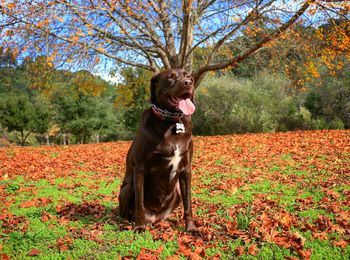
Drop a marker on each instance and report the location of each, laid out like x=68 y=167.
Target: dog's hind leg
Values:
x=127 y=201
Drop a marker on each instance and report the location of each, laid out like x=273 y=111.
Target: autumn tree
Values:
x=154 y=34
x=20 y=113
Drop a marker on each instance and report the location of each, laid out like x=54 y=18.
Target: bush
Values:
x=262 y=104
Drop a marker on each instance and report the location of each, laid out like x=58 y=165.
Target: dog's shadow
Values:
x=92 y=212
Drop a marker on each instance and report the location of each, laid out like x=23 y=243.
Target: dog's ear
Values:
x=154 y=81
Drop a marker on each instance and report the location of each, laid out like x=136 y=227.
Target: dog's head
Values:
x=173 y=90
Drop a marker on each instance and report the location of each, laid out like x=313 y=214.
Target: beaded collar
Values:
x=167 y=115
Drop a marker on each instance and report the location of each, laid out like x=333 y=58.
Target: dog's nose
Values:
x=187 y=83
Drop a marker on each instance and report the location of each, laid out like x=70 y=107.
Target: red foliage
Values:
x=312 y=152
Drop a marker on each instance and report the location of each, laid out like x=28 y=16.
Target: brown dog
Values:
x=158 y=164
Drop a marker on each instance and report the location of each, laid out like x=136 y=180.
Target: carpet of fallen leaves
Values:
x=230 y=201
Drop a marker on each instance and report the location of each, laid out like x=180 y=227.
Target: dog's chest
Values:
x=174 y=161
x=169 y=159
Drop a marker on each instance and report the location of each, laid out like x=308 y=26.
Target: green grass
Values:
x=237 y=206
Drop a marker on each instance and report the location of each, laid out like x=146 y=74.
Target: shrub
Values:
x=261 y=104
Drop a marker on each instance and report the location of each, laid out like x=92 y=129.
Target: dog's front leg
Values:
x=139 y=199
x=185 y=187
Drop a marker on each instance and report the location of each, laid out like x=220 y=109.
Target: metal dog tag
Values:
x=180 y=128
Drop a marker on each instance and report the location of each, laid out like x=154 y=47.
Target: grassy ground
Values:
x=263 y=196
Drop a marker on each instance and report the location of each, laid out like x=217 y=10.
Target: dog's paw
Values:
x=191 y=227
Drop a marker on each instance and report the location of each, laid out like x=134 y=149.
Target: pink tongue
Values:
x=186 y=106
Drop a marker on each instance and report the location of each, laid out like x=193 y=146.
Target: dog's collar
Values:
x=167 y=115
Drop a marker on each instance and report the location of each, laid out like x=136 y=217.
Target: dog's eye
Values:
x=173 y=75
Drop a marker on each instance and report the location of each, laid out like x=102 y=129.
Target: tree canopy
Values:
|---|
# Task requirements
Render every line of the records above as a Markdown table with two columns, No. and Line, where No. is the row number and Line is the line itself. Skip blank lines and leave the pictures out.

# Final result
| No. | Line |
|---|---|
| 1 | Drop a marker on each instance and report the location of each, laid out like x=68 y=167. |
| 2 | Target: dog's hind leg |
| 3 | Values: |
| 4 | x=127 y=201 |
| 5 | Drop a marker on each instance and report the location of each, laid out like x=273 y=111. |
| 6 | Target: autumn tree |
| 7 | Values: |
| 8 | x=154 y=34 |
| 9 | x=20 y=113 |
| 10 | Drop a marker on each instance and report the location of each, laid out like x=54 y=18. |
| 11 | Target: bush |
| 12 | Values: |
| 13 | x=262 y=104 |
| 14 | Drop a marker on each instance and report the location of each, laid out like x=58 y=165. |
| 15 | Target: dog's shadow |
| 16 | Values: |
| 17 | x=92 y=212 |
| 18 | Drop a marker on each instance and report the location of each, laid out like x=23 y=243. |
| 19 | Target: dog's ear |
| 20 | Values: |
| 21 | x=154 y=81 |
| 22 | Drop a marker on each instance and report the location of each, laid out like x=136 y=227. |
| 23 | Target: dog's head |
| 24 | Values: |
| 25 | x=173 y=90 |
| 26 | Drop a marker on each instance and report the location of each, laid out like x=313 y=214. |
| 27 | Target: beaded collar |
| 28 | Values: |
| 29 | x=167 y=115 |
| 30 | Drop a marker on each instance and report the location of each, laid out like x=333 y=58. |
| 31 | Target: dog's nose |
| 32 | Values: |
| 33 | x=187 y=83 |
| 34 | Drop a marker on each instance and report the location of each, laid out like x=70 y=107. |
| 35 | Target: red foliage |
| 36 | Values: |
| 37 | x=312 y=152 |
| 38 | Drop a marker on each instance and report the location of each, laid out like x=28 y=16. |
| 39 | Target: brown dog |
| 40 | Values: |
| 41 | x=158 y=164 |
| 42 | Drop a marker on each instance and report the location of each, laid out like x=136 y=180. |
| 43 | Target: carpet of fallen leaves |
| 44 | Values: |
| 45 | x=230 y=201 |
| 46 | Drop a marker on each instance and report the location of each, laid out like x=180 y=227. |
| 47 | Target: dog's chest |
| 48 | Values: |
| 49 | x=174 y=161 |
| 50 | x=169 y=159 |
| 51 | Drop a marker on each instance and report the location of each, laid out like x=308 y=26. |
| 52 | Target: green grass |
| 53 | Values: |
| 54 | x=237 y=206 |
| 55 | Drop a marker on each instance and report the location of each, laid out like x=146 y=74. |
| 56 | Target: shrub |
| 57 | Values: |
| 58 | x=261 y=104 |
| 59 | Drop a marker on each instance and report the location of each, laid out like x=92 y=129. |
| 60 | Target: dog's front leg |
| 61 | Values: |
| 62 | x=139 y=199 |
| 63 | x=185 y=187 |
| 64 | Drop a marker on each instance and report the location of each, laid out like x=220 y=109. |
| 65 | Target: metal dog tag |
| 66 | Values: |
| 67 | x=180 y=128 |
| 68 | Drop a marker on each instance and report the location of each, laid out like x=154 y=47. |
| 69 | Target: grassy ground |
| 70 | Values: |
| 71 | x=263 y=196 |
| 72 | Drop a marker on each instance and report the location of each, laid out like x=217 y=10. |
| 73 | Target: dog's paw |
| 74 | Values: |
| 75 | x=191 y=227 |
| 76 | Drop a marker on each instance and report the location of each, laid out like x=134 y=149. |
| 77 | Target: pink tongue |
| 78 | Values: |
| 79 | x=186 y=106 |
| 80 | Drop a marker on each instance and report the location of each, laid out like x=193 y=146. |
| 81 | Target: dog's collar |
| 82 | Values: |
| 83 | x=167 y=115 |
| 84 | Drop a marker on each instance and report the location of each, laid out like x=136 y=217. |
| 85 | Target: dog's eye |
| 86 | Values: |
| 87 | x=173 y=75 |
| 88 | Drop a marker on each instance and report the location of each, laid out like x=102 y=129. |
| 89 | Target: tree canopy |
| 90 | Values: |